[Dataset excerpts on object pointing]
==*==

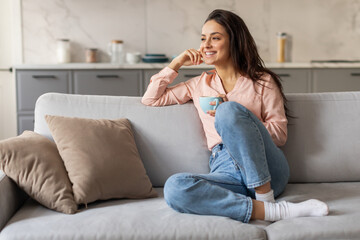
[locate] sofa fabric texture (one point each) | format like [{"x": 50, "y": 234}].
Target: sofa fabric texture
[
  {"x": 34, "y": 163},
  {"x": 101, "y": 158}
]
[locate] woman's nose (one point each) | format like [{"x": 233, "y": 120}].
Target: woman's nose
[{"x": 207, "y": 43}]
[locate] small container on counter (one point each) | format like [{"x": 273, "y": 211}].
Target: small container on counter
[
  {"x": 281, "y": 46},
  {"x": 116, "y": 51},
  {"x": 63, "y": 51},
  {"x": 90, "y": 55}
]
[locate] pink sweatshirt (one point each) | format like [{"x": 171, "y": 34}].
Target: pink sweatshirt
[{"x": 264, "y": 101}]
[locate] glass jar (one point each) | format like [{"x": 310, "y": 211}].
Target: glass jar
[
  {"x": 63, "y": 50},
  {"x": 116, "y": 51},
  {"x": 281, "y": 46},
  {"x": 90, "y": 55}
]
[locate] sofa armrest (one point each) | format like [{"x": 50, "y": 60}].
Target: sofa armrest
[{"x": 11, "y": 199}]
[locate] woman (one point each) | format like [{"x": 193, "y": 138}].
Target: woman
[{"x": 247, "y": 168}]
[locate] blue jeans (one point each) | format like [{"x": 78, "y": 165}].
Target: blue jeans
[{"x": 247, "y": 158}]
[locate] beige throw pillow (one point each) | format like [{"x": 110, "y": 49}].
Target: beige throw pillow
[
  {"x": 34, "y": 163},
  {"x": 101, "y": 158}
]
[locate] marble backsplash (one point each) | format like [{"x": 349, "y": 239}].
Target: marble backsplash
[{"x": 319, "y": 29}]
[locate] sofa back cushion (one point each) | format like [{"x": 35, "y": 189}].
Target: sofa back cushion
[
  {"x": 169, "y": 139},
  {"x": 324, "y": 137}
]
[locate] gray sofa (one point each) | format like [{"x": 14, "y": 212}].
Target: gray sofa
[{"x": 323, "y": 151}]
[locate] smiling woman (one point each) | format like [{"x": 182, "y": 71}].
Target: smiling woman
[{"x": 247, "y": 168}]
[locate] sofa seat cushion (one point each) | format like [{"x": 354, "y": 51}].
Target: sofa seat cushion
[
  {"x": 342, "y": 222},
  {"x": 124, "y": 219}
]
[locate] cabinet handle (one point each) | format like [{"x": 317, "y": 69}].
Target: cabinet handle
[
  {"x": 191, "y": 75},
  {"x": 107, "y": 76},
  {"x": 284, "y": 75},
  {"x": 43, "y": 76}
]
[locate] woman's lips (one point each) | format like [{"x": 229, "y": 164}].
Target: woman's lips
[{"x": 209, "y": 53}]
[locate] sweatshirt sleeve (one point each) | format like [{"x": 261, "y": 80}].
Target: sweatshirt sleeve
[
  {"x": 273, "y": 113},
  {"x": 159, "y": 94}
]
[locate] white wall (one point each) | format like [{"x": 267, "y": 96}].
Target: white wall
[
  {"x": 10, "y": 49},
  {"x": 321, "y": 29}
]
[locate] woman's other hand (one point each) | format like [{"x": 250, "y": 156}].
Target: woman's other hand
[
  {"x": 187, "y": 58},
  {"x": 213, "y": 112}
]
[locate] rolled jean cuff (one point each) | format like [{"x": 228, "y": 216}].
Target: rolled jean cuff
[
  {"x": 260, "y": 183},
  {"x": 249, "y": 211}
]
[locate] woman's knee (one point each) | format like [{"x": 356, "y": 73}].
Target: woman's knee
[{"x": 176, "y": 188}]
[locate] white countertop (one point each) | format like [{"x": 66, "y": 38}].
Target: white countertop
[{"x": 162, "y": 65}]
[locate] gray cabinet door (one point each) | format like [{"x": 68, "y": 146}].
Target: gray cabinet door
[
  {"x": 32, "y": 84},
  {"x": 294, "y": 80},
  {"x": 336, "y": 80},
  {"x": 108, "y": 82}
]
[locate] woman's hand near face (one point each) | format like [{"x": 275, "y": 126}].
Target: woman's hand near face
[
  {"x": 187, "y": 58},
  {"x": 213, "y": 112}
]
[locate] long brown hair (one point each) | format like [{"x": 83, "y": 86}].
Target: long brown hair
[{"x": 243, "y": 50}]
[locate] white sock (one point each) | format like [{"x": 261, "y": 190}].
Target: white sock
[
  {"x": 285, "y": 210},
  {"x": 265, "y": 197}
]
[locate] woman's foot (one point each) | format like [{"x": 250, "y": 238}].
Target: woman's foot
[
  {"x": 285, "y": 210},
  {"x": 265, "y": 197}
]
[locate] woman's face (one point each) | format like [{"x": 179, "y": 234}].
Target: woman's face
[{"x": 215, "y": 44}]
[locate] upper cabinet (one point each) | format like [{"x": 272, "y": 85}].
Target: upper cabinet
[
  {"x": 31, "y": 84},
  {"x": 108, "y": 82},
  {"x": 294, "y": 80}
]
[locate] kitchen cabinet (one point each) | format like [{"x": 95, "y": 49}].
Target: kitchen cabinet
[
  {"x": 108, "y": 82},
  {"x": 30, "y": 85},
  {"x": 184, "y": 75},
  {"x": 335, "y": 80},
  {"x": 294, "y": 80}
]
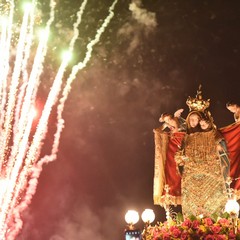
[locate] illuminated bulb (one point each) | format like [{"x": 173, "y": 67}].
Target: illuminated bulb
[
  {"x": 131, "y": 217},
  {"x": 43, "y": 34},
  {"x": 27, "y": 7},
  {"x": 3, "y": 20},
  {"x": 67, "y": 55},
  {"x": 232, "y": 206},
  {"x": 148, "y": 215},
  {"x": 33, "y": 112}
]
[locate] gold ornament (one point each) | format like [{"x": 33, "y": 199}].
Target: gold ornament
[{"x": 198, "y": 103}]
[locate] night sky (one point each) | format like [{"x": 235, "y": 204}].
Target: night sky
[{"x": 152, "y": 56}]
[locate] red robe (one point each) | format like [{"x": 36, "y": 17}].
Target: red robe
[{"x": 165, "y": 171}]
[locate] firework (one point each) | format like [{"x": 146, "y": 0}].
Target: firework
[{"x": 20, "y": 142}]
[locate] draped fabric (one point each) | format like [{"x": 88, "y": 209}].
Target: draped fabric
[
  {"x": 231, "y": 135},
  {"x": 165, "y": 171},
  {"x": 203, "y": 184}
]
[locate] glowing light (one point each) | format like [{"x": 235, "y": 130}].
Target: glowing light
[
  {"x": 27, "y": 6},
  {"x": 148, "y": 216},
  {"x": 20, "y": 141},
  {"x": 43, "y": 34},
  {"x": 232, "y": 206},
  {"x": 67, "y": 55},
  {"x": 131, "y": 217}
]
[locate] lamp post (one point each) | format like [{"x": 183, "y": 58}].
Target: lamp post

==*==

Without including any picture, retype the entries exactly.

> [Response below]:
[locate] sofa fabric texture (one point each) | format like [{"x": 50, "y": 234}].
Target: sofa fabric texture
[
  {"x": 34, "y": 163},
  {"x": 101, "y": 158}
]
[locate] woman's nose (one point each) | format like [{"x": 233, "y": 120}].
Target: woman's nose
[{"x": 207, "y": 43}]
[locate] small container on counter (one point each) | format like [{"x": 273, "y": 211}].
Target: small container on counter
[
  {"x": 281, "y": 46},
  {"x": 116, "y": 51},
  {"x": 63, "y": 51},
  {"x": 90, "y": 55}
]
[locate] pink sweatshirt (one point each) | format like [{"x": 171, "y": 34}].
Target: pink sweatshirt
[{"x": 264, "y": 101}]
[locate] glass jar (one point each) | format like [{"x": 310, "y": 211}].
Target: glass jar
[
  {"x": 63, "y": 50},
  {"x": 116, "y": 51},
  {"x": 281, "y": 46},
  {"x": 90, "y": 55}
]
[locate] sofa armrest (one point each) | format like [{"x": 50, "y": 60}].
Target: sofa armrest
[{"x": 11, "y": 199}]
[locate] woman (one point each) | format like [{"x": 193, "y": 138}].
Target: woman
[{"x": 247, "y": 168}]
[locate] blue jeans (one point each) | format like [{"x": 78, "y": 165}].
Target: blue jeans
[{"x": 247, "y": 158}]
[locate] beige throw pillow (one point each) | format like [{"x": 110, "y": 49}].
Target: beige throw pillow
[
  {"x": 34, "y": 163},
  {"x": 101, "y": 158}
]
[locate] marble backsplash (one point each) | format like [{"x": 349, "y": 239}].
Target: marble backsplash
[{"x": 319, "y": 29}]
[locate] sofa back cushion (one point each) | format like [{"x": 35, "y": 189}].
Target: sofa back cushion
[
  {"x": 169, "y": 139},
  {"x": 324, "y": 137}
]
[locate] gray sofa (one point each) | format like [{"x": 14, "y": 212}].
Target: gray sofa
[{"x": 323, "y": 151}]
[locate] smiling woman (one point each) | format like [{"x": 182, "y": 71}].
Target: smiling woman
[{"x": 247, "y": 168}]
[locate] sofa seat cushion (one point each) | format like [{"x": 354, "y": 51}].
Target: sofa seat cushion
[
  {"x": 342, "y": 222},
  {"x": 124, "y": 219}
]
[locate] cabinet handle (one point each) | format like [{"x": 317, "y": 69}].
Target: cabinet handle
[
  {"x": 191, "y": 75},
  {"x": 107, "y": 76},
  {"x": 284, "y": 75},
  {"x": 43, "y": 76}
]
[locate] woman's lips (one point each) | format like [{"x": 229, "y": 164}].
Target: woman's lips
[{"x": 209, "y": 53}]
[locate] sweatshirt sleeve (one point each) | format like [{"x": 261, "y": 80}].
Target: sweatshirt sleeve
[
  {"x": 273, "y": 113},
  {"x": 159, "y": 94}
]
[locate] white wall (one point each) | format like [{"x": 267, "y": 96}].
Target: white wall
[
  {"x": 10, "y": 49},
  {"x": 321, "y": 29}
]
[locate] woman's other hand (one point each) | format like [{"x": 250, "y": 156}].
Target: woman's other hand
[
  {"x": 187, "y": 58},
  {"x": 213, "y": 112}
]
[locate] rolled jean cuff (one point each) | format like [{"x": 228, "y": 216}].
Target: rolled jean cuff
[
  {"x": 260, "y": 183},
  {"x": 249, "y": 211}
]
[locate] woman's knee (one point each) | format like [{"x": 356, "y": 73}].
Target: woman's knee
[{"x": 176, "y": 188}]
[locate] white countertop (one point each) | format like [{"x": 66, "y": 38}].
Target: white countertop
[{"x": 162, "y": 65}]
[locate] gray cabinet door (one point each) | format like [{"x": 68, "y": 146}].
Target: gray cabinet door
[
  {"x": 32, "y": 84},
  {"x": 294, "y": 80},
  {"x": 336, "y": 80},
  {"x": 108, "y": 82}
]
[locate] woman's hand near face (one point each) | format like [{"x": 275, "y": 126}].
Target: woman's hand near face
[
  {"x": 187, "y": 58},
  {"x": 213, "y": 112}
]
[locate] long brown hair (one point each) | format like [{"x": 83, "y": 86}].
Target: long brown hair
[{"x": 243, "y": 50}]
[locate] white sock (one point each) | format like [{"x": 261, "y": 190}].
Target: white sock
[
  {"x": 285, "y": 210},
  {"x": 265, "y": 197}
]
[locate] woman's foot (one point each) | format like [{"x": 250, "y": 238}].
Target: woman's foot
[
  {"x": 285, "y": 210},
  {"x": 265, "y": 197}
]
[locate] woman's face (one point each) | format like [{"x": 179, "y": 234}].
Target: woman's face
[{"x": 215, "y": 44}]
[locate] upper cabinet (one point each) | format like [{"x": 272, "y": 85}].
Target: upper cabinet
[
  {"x": 31, "y": 84},
  {"x": 108, "y": 82},
  {"x": 294, "y": 80}
]
[locate] kitchen cabinet (one point each) | format like [{"x": 95, "y": 49}].
Target: kitchen cabinet
[
  {"x": 108, "y": 82},
  {"x": 30, "y": 85},
  {"x": 184, "y": 75},
  {"x": 335, "y": 80},
  {"x": 294, "y": 80}
]
[locate] illuminated bulb (one point each) | format like [{"x": 173, "y": 67}].
Target: illuminated bulb
[
  {"x": 131, "y": 217},
  {"x": 43, "y": 34},
  {"x": 27, "y": 7},
  {"x": 3, "y": 20},
  {"x": 67, "y": 55},
  {"x": 232, "y": 206},
  {"x": 148, "y": 215},
  {"x": 33, "y": 112}
]
[locate] gold ornament (one point each) | format like [{"x": 33, "y": 199}].
Target: gold ornament
[{"x": 198, "y": 103}]
[locate] night sky (one point each) | format like [{"x": 235, "y": 204}].
Target: night sky
[{"x": 152, "y": 56}]
[locate] red robe (one point each) | format like [{"x": 36, "y": 17}].
Target: red robe
[{"x": 165, "y": 171}]
[locate] firework (one point each) | format like [{"x": 146, "y": 0}].
Target: firework
[{"x": 20, "y": 142}]
[locate] draped fabric (one point each) | format like [{"x": 88, "y": 209}].
Target: draped fabric
[
  {"x": 231, "y": 135},
  {"x": 165, "y": 171},
  {"x": 203, "y": 184}
]
[locate] glowing light (one point each) | format like [{"x": 235, "y": 130}].
Target: glowing light
[
  {"x": 27, "y": 6},
  {"x": 148, "y": 216},
  {"x": 20, "y": 141},
  {"x": 43, "y": 34},
  {"x": 232, "y": 206},
  {"x": 67, "y": 55},
  {"x": 131, "y": 217}
]
[locate] lamp post (one point each) | format like [{"x": 183, "y": 58}].
Target: lamp post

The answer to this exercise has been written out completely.